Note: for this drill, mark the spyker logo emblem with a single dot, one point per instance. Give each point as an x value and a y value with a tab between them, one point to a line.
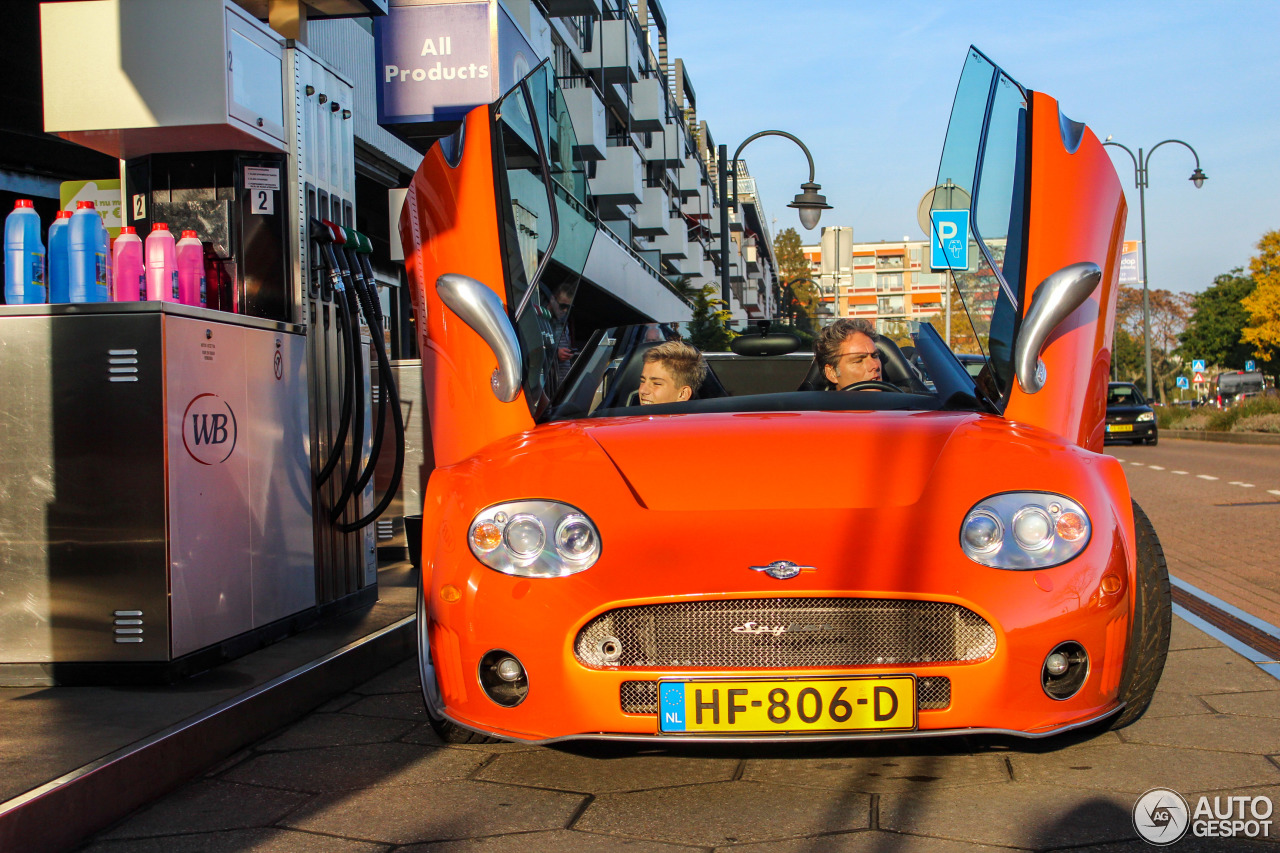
782	569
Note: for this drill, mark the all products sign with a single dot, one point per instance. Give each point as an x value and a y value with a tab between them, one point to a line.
434	62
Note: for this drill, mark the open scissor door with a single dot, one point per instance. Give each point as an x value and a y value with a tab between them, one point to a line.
1040	197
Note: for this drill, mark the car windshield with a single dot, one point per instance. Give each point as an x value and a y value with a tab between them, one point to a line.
1124	396
760	366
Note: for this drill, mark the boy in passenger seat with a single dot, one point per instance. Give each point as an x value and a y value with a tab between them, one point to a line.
672	373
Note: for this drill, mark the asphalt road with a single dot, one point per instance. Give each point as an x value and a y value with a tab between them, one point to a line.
366	774
1216	509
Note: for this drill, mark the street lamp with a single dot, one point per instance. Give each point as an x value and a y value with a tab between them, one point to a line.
1139	179
808	201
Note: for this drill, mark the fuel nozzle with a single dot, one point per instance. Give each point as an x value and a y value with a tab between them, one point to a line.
325	235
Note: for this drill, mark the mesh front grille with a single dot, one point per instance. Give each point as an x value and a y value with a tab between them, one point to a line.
782	633
933	692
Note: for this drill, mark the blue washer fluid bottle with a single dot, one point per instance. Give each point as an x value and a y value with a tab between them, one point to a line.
23	256
59	259
87	268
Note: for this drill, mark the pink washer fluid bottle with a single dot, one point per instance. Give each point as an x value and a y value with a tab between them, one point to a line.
191	270
161	254
129	270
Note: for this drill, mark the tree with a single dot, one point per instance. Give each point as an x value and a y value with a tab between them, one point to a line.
1264	304
1214	331
799	295
1168	315
707	329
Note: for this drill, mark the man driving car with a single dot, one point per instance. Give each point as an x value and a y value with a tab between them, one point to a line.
846	350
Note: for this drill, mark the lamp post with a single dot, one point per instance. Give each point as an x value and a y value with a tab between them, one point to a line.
808	201
1139	179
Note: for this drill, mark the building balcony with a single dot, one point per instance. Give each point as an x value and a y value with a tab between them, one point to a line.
586	112
615	51
664	147
570	8
675	242
620	177
654	214
648	103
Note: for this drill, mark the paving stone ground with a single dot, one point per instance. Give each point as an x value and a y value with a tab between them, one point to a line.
366	774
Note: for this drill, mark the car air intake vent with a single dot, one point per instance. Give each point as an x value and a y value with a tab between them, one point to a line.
784	633
933	692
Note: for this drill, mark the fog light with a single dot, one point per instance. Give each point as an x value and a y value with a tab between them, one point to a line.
611	649
503	678
1065	670
510	669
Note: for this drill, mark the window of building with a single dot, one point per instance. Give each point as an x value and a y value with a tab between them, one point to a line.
888	281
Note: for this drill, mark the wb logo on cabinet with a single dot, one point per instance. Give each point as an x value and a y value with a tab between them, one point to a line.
209	429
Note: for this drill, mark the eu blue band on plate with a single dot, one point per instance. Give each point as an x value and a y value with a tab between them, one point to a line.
672	706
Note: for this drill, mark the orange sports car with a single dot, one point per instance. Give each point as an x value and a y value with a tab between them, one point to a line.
776	552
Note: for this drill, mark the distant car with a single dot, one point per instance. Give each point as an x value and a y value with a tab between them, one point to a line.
973	363
1129	418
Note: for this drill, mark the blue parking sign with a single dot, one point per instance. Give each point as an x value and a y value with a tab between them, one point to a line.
950	240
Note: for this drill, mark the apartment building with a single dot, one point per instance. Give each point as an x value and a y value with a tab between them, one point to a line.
888	282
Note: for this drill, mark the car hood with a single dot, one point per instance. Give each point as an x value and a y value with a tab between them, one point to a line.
777	460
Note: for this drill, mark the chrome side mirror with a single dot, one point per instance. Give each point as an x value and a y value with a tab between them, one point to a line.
1055	299
481	309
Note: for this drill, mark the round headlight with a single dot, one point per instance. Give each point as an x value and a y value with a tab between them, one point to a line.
1032	528
983	532
485	536
575	538
525	537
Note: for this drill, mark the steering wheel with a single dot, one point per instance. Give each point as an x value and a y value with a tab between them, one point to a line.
872	384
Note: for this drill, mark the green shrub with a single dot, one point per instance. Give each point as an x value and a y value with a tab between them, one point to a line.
1226	419
1171	416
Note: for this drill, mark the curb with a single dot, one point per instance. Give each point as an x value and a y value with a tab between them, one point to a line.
1226	438
62	813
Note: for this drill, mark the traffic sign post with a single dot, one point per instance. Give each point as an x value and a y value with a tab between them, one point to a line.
949	243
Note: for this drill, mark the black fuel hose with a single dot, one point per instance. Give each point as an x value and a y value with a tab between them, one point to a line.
391	396
357	414
344	324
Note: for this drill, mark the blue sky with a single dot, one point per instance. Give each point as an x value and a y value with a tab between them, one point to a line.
868	86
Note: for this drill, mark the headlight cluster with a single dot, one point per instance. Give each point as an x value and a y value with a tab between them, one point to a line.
534	539
1024	530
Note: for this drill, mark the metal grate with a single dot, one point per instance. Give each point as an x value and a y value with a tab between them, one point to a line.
933	692
780	633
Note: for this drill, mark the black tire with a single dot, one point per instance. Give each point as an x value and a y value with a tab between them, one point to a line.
447	730
1152	619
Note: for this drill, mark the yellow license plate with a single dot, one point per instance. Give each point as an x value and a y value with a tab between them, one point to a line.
780	706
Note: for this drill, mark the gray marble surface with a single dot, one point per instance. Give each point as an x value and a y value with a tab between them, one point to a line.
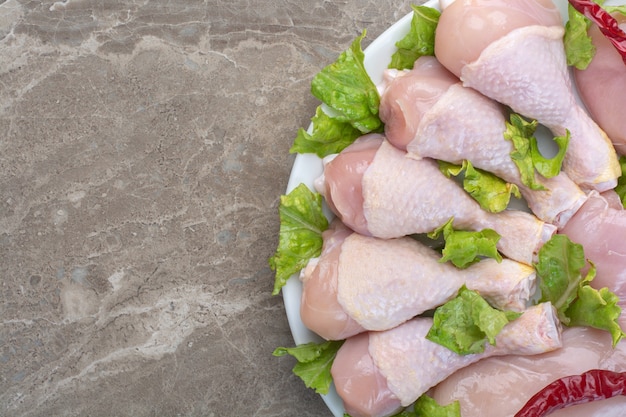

■ ■ ■ ■ ■

Exercise instructions:
Output the records above exactly, leaving out pictures.

Response area:
Note: for this drill, mark the spyker logo emblem with a single dot, one point per instance. Give each point as an x value and a y value with a tab between them, one point to a line.
782	569
Note: for this drill, mark the all products sign with a single dot, one point per instance. Give each point as an x value and a y value with a tab between them, one point to a line.
434	62
Note: for this drill, mark the open scissor door with a single dot, one point per instance. Give each point as an x value and a y value with a tab between them, one point to a line.
1040	197
Note: for this drill, mark the car windshield with a single dot, one point per instance. Give each point as an x value and a y value with a tab between them, one point to a line.
1124	396
760	366
Note: for this drill, mark the boy in passenger seat with a single dot, one point per instance. Give each point as an x value and a y value with a tab between them, one point to a line.
672	373
Note: for this drill, mark the asphalt road with a single dot, one point per instance. Give each point as an x value and a y value with a tab between them, one point to a line.
366	774
1216	509
Note: for this drill, mark the street lamp with a single dot, one point per instance. Give each point as an x value and a y value with a tab between them, one point to a line.
1139	179
808	201
Note: for this drill, mark the fuel nozzle with a single dot, one point per instance. Give each point as an x value and a y value with a tab between them, one point to a line.
325	235
Note: for this drill, mark the mesh front grille with a single dot, one point per instance. Give each point as an x value and a y value with a tab between them, one point to a line.
782	633
933	692
Note: for this drill, mark the blue washer fluid bottle with a single dot, one point per instance. Give each point as an x value and a y value with a tab between them, one point to a line.
23	256
59	259
87	268
Note: for this drill, mark the pink washer fluid bottle with a single dot, one point per instance. Give each point as an x value and a y value with a tab between them, one point to a line.
191	270
161	254
129	270
Note: for this drill, mark the tree with a single dot, one point per instance. Give each point as an x value and a y value with a tab between them, one point to a line.
1264	304
1214	331
799	295
1168	315
707	329
Note: for this drill, mark the man driving car with a single dot, one point per instance. Give each point as an x value and a y value with a tab between them, one point to a line.
846	350
Note: for this drill, mark the lamp post with a single dot, one point per instance. Give each point as an x value and a y value with a tab between them, one point to a line.
808	201
1139	179
Note: for this drill, mark the building balcony with a single dot, one point per instance. Give each point as an x value and a y value with a tab between them, one point to a line.
586	112
615	51
664	147
570	8
675	242
620	177
654	214
648	103
Note: for this drill, mark the paving stone ground with a single dot, one point per instance. Give each point as an x value and a y value with a tab between them, one point to a line.
366	774
Note: for this drill, mark the car air intake vent with a single dot, one point per instance. Give each point as an x value and a y value with a tab between them, one point to a line.
784	633
933	692
Note: for this drill, mark the fog light with a single dot, one point per instance. Give each point as an x value and a y value with a tab between them, one point to a line.
611	649
503	678
1065	670
510	669
Note: for this drill, mark the window of building with a single dot, one point per instance. Give each point as an x value and a y value with a tab between them, one point to a line.
888	281
Note: for this drill, mark the wb logo on cabinet with a single dot, one point per instance. Give each point as an x value and a y value with a tab between them, one point to a line.
209	429
Note: for this drill, mark the eu blue band on plate with a single dot, one point per instance. Give each point as an x value and a y value with a tab between them, one point to a line.
672	706
Note: for this drill, mark the orange sports car with a single dot, one point per instance. Give each point as an x value and a y value with a tab between them, one point to a line.
776	552
Note: for this drill, mark the distant car with a single dot, one point per instance. Give each point as an x value and a y value with a tab between them, one point to a line.
973	363
1129	418
Note: for this drill, mark the blue parking sign with a single dot, one point per instance. Give each point as an x value and a y value with a tab between them, one point to a line.
950	240
Note: for this drill, mark the apartment building with a single dot, one point per instance. Give each point as an x value and a y value with a tab between them, one point to a line.
888	282
Note: for this drill, mark the car hood with a single dot, one point per instance. Give each point as an x value and a y value with a tab between them, one point to a line.
777	460
Note: for this drill, mark the chrome side mirror with a single dot, one point per instance. Give each point as an x value and a y value with a tab between them, one point to a line.
1055	299
481	309
Note: for this drill, mark the round headlight with a single dot, one point per instance. Give each point as an x value and a y value with a tab between them, one point to a line.
1032	528
983	532
485	536
575	538
525	537
Note: for this drill, mark the steering wheel with a single dot, one point per instance. Give each point as an x value and a y value with a tab between them, one point to a line.
872	384
Note: for this drill, mark the green shrub with a single dot, one point per instance. Give each point as an x value and a y value with a tab between them, one point to a line.
1226	419
1171	416
Note: for this drill, mark the curb with a single dot, one point per instance. Give each point as an x value and a y value with a tab between them, one point to a line.
1226	438
62	813
Note: for this drill, mark the traffic sign post with a single dot, one point per instance. Give each point as an x value and a y value with a tab between them, one point to a line.
949	243
Note: for this drill, mark the black fuel hose with a single dot, one point per instance. Give each point as an x value and a y value with a tab between them, one point to a line.
391	396
357	414
344	324
Note: for this drill, mark the blue sky with a single dot, one point per instance. Give each point as an x value and a y value with a tab between them, one point to a line.
868	86
Note: for this drill, mark the headlight cluster with a single dot, one point per instance. Give each point as an x value and a y value with a tab between them, one point to a line.
534	539
1024	530
Note: for this drill, mark the metal grate with a single dot, one point per instance. Give each point as an x value and a y value with a tab between them, one point to a line.
933	692
780	633
Note: for this drill, mark the black tire with a single dot, one point per instance. Give each point as an x value and a y value with a tab between them, one point to a line.
447	730
1152	619
Note: for this drill, mark the yellow license plate with a single dot, one point per instance. Give each point as an x value and a y value with a tab between them, one point to a line.
780	706
Note: for this drill, mark the gray marble surface with a single dot, one point per instance. Give each point as an x value and a y value with a tab between them, one point to a line.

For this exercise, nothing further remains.